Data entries
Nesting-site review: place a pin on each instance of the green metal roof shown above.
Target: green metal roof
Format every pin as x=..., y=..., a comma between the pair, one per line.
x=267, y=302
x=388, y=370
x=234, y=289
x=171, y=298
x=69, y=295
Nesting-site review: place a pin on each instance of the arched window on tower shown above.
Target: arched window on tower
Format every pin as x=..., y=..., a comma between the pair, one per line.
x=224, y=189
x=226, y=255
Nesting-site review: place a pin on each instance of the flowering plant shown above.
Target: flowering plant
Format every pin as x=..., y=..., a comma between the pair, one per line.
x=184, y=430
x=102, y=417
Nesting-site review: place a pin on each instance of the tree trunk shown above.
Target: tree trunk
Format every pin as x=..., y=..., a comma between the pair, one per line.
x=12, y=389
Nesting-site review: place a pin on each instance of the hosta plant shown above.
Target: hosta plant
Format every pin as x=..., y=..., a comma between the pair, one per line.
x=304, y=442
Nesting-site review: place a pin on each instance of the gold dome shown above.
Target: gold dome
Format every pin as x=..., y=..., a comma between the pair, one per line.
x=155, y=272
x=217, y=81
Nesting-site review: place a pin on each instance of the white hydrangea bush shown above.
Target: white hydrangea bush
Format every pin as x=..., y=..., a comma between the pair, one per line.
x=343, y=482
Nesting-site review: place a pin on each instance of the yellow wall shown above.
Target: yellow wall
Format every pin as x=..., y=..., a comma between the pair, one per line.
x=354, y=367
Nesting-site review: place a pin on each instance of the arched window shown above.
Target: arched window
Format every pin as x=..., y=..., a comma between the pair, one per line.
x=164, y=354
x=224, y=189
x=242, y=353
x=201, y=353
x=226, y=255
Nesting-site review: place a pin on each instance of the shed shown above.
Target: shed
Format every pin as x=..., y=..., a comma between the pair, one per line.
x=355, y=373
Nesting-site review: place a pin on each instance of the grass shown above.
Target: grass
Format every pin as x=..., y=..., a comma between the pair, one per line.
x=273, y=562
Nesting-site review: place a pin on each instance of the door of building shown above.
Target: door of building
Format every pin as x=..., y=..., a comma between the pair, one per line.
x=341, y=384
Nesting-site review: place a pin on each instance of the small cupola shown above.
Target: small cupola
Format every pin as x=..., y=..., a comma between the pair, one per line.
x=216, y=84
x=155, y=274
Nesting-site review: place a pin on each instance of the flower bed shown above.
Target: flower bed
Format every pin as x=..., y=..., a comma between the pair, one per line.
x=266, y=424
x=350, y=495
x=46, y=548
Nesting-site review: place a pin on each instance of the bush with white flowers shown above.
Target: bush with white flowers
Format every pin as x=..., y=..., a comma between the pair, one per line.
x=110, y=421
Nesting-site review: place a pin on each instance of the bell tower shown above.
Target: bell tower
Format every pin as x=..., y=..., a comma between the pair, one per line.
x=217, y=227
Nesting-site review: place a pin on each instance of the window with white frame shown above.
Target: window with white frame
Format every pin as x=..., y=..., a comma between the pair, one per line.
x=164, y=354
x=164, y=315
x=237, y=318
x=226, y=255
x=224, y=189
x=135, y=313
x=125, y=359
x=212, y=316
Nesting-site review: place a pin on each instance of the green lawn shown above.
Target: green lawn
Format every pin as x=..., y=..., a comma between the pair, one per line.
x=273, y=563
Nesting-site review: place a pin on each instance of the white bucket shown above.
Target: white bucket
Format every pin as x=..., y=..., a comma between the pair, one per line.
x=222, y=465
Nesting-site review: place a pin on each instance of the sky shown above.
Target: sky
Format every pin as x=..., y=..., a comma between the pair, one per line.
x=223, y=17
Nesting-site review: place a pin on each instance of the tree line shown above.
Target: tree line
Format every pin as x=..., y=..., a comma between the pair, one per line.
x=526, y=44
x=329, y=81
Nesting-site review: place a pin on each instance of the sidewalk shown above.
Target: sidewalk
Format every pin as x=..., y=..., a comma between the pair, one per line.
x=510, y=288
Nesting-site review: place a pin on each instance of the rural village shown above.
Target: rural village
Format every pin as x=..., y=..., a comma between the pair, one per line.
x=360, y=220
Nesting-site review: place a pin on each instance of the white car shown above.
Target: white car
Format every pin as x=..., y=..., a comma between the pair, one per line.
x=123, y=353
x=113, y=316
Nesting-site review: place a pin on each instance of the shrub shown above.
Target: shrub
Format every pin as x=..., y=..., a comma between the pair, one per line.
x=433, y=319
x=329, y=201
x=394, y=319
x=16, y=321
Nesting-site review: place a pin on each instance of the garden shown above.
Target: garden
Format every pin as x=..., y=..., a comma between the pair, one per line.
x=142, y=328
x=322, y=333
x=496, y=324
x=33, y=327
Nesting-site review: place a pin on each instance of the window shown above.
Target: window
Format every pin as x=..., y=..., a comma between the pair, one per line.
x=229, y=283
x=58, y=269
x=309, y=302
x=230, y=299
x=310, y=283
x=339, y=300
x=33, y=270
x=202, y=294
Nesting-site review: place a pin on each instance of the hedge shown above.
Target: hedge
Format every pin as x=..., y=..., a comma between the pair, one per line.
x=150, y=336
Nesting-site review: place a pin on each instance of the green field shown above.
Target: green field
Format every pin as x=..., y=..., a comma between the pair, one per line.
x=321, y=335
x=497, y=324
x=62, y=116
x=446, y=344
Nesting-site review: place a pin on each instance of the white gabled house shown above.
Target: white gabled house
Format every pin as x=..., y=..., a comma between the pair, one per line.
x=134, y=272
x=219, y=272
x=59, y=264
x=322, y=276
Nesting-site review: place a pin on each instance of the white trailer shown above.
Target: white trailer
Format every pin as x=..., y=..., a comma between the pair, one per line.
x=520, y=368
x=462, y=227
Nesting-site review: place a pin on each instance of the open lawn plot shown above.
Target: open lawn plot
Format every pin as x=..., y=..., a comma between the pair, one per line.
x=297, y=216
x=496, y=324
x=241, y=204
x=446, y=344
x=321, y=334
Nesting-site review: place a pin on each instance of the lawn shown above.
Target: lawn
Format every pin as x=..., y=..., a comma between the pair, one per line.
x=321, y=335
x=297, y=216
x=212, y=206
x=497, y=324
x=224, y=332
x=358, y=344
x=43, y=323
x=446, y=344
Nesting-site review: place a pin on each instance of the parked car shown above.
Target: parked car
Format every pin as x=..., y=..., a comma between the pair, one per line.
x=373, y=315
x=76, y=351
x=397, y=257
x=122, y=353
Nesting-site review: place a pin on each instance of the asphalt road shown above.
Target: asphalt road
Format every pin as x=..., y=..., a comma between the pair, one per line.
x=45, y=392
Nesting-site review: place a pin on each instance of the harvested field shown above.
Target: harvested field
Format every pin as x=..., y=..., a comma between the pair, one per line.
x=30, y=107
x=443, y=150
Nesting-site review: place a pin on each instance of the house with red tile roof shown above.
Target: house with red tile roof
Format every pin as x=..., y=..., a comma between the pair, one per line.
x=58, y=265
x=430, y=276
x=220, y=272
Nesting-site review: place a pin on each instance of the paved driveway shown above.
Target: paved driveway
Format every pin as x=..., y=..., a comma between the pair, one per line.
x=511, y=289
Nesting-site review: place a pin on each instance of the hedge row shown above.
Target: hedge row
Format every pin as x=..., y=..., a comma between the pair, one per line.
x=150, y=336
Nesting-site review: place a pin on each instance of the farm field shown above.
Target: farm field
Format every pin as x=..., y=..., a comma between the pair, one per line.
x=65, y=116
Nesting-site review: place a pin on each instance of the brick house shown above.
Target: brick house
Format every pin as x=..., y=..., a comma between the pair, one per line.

__Your instructions__. Copy out all of the records above again, substituting "Site inspection" for every occurrence of "Nesting-site review" and leaving everything else unchanged.

__Finished task__.
Site inspection: place a pin on each instance of the green metal roof shown above.
Target: green metal roof
Format every pin as x=..., y=..., a comma between the pair, one per line.
x=267, y=302
x=388, y=370
x=234, y=289
x=171, y=298
x=69, y=295
Site inspection: place a pin on each instance of the arched window on tower shown above.
Target: arched window on tower
Format every pin as x=..., y=..., a comma between the pair, one per line.
x=224, y=189
x=226, y=255
Site inspection: place a pin on each instance of the flowering plant shown above.
Target: flowering plant
Format every pin as x=..., y=..., a comma between the pair, one per line.
x=184, y=430
x=102, y=417
Site inspection: place a pin on each instance of the tree trunk shown above.
Target: tree trunk
Format every pin as x=..., y=..., a comma between the pair, one per line.
x=12, y=389
Site inspection: place a pin on each instance of the hosta plant shown above.
Target: hosta plant
Format every pin as x=..., y=..., a comma between the pair, one per line.
x=304, y=442
Site inspection: place a pin on each instance of the gold dome shown above.
Target: gold dome
Format every pin as x=..., y=..., a comma between the pair, one per line.
x=155, y=272
x=217, y=81
Site inspection: place a pin on each instance of the white hydrangea bush shown above.
Target: white hydrangea bush
Format every pin as x=..., y=..., a comma between the pair, one per line.
x=343, y=482
Site inspection: place a pin on each instance of the yellow wall shown above.
Target: yellow wall
Format every pin as x=..., y=..., a comma between the pair, one per line.
x=354, y=367
Site inspection: place a pin on each instance of the arched window shown above.
Target: arched window
Format every pin as x=..., y=..., a comma between the pair, one per line.
x=164, y=354
x=224, y=189
x=242, y=353
x=201, y=353
x=226, y=255
Site inspection: place a pin on each instance of the shed shown above.
Target: shed
Format every pin as x=..., y=..., a comma between the pair, one per line.
x=355, y=373
Site inspection: place a pin on each instance of the grass shown above.
Target: grass
Format every pin as x=..., y=..., a comma between the pair, one per line.
x=273, y=562
Site inspection: place a pin on each instance of the door of building shown above.
Target: door of building
Format every pin as x=..., y=..., a comma between the pair, one per line.
x=341, y=384
Site inspection: place a pin on each instance of the small cupola shown above.
Target: small cupola
Format every pin as x=..., y=..., a comma between the pair, one per line.
x=216, y=84
x=155, y=274
Site inspection: place a pin on each instance of the flower bed shown above.
Target: flower bed
Format every pin as x=..., y=..., a comma between the pair, one per line.
x=266, y=424
x=350, y=495
x=46, y=548
Site inspection: place a pin on each instance of the bush with white flowers shown above.
Target: bush with white flowers
Format every pin as x=..., y=..., a comma between the pair, one per line.
x=110, y=421
Site inspection: place a pin on each instance of the bell tower shown above.
Target: bell tower
Format every pin as x=..., y=..., a comma between the pair, one per line.
x=217, y=227
Site inspection: place a pin on each instance of the window with white frame shown above.
Target: window with white frame
Format every pin as x=..., y=..., a comma between the pair, one per line.
x=164, y=354
x=164, y=315
x=237, y=318
x=226, y=255
x=224, y=189
x=135, y=313
x=125, y=359
x=212, y=316
Site inspection: place a pin on each instance of the green lawn shown above.
Target: green lawn
Format every pin as x=..., y=..., a comma between the pair, one per line.
x=273, y=563
Site inspection: place a pin on each instance of the white bucket shown above.
Target: white bucket
Format every pin as x=..., y=..., a comma between the pair, one per line.
x=222, y=465
Site inspection: place a pin on each instance of the sky shown above.
Target: sky
Format every pin as x=..., y=..., a comma between the pair, one per line.
x=223, y=17
Site inspection: place a pin on each instance of the tree line shown above.
Target: tree line
Format every pin as x=..., y=..., a comma between the pair, one per line.
x=526, y=44
x=329, y=81
Site inspection: place a pin on each instance of the sidewalk shown above.
Target: sidewalk
Format every pin as x=..., y=..., a comma between the pair, one per line.
x=510, y=288
Site inspection: place a pin on each instance of the rural village shown above.
Target: rural village
Format every pin as x=..., y=..., a comma between the pair, one per line.
x=360, y=220
Site inspection: place a pin on each instance of the white car shown above.
Target: white car
Format every pin as x=..., y=..., a comma between the pair, one per line.
x=123, y=353
x=113, y=316
Site inspection: place a pin on each instance of the shrub shown above.
Target: shrub
Format every pin as x=..., y=..., a comma between the pair, one per line.
x=433, y=319
x=329, y=201
x=394, y=319
x=16, y=321
Site inspection: place a pin on each instance of the garden shown above.
Target: garden
Format every pin as x=..., y=..., a comma between the pair, one per line.
x=142, y=328
x=322, y=333
x=496, y=324
x=33, y=327
Site inspection: place a pin on each instance of the window shown above.
Target: window
Format every pin as x=..., y=..., a comma between the pair, one per line.
x=229, y=283
x=58, y=269
x=309, y=302
x=230, y=299
x=310, y=283
x=339, y=300
x=33, y=270
x=202, y=294
Site inspection: place a pin on each instance of the hedge shown above.
Target: hedge
Format every pin as x=..., y=..., a comma between the pair, one per line.
x=150, y=336
Site inspection: place a pin on each instance of the green field shown above.
Target: green field
Format every pin as x=..., y=..., a comma between the pair, one per line.
x=321, y=335
x=497, y=324
x=62, y=116
x=446, y=344
Site inspection: place a pin on each instance of the white gabled house shown above.
Target: white gabled house
Format every pin as x=..., y=..., a comma between the pair, one per line.
x=134, y=272
x=219, y=272
x=59, y=264
x=322, y=276
Site inspection: place a pin on each instance of the white trailer shown above.
Target: white trailer
Format every pin as x=..., y=..., a comma between the pair, one per line.
x=520, y=368
x=462, y=227
Site inspection: place a pin on each instance of the open lawn plot shown above.
Target: open lawn plot
Format every pin as x=..., y=..., a comma between the pair, one per line.
x=297, y=216
x=496, y=324
x=241, y=204
x=446, y=344
x=321, y=334
Site inspection: place a pin on each instance of the lawn shown above.
Target: lawn
Format every pin as x=..., y=..., a comma between the pair, one per line.
x=321, y=335
x=297, y=216
x=212, y=206
x=497, y=324
x=224, y=332
x=358, y=344
x=43, y=323
x=446, y=344
Site inspection: place a pin on each instance of the parked car shown above.
Target: parked car
Format every pin as x=..., y=..., a comma between the pair, one per line.
x=373, y=315
x=76, y=351
x=397, y=257
x=122, y=353
Site inspection: place a pin on each instance of the asphalt road shown above.
Target: asphalt road
Format every pin as x=..., y=..., a comma between the pair, one per line.
x=45, y=392
Site inspection: place a pin on each instance of the harvested field shown above.
Target: harvested field
Format every pin as x=..., y=..., a comma between the pair, one per line.
x=30, y=107
x=443, y=150
Site inspection: place a pin on each instance of the house with red tile roof shown above.
Target: house with red tile roof
Format every pin as x=..., y=..., a comma between the pair, one per line.
x=58, y=265
x=430, y=276
x=220, y=272
Site inspection: place a pin on each instance of the paved driveway shown above.
Target: paved driveway
Format every pin as x=..., y=..., a comma between the pair, one per line.
x=511, y=289
Site inspection: place a pin on each instance of the hedge row shown above.
Target: hedge row
Format every pin as x=..., y=..., a comma between the pair, one per line.
x=150, y=336
Site inspection: place a pin on each instance of the farm field shown above.
Target: farm field
Format every pin as x=..., y=..., a comma between the pair, one per line.
x=65, y=116
Site inspection: place a pin on each instance of the brick house shown above.
Target: brick house
Format every pin as x=..., y=..., a comma between the pair, one per line.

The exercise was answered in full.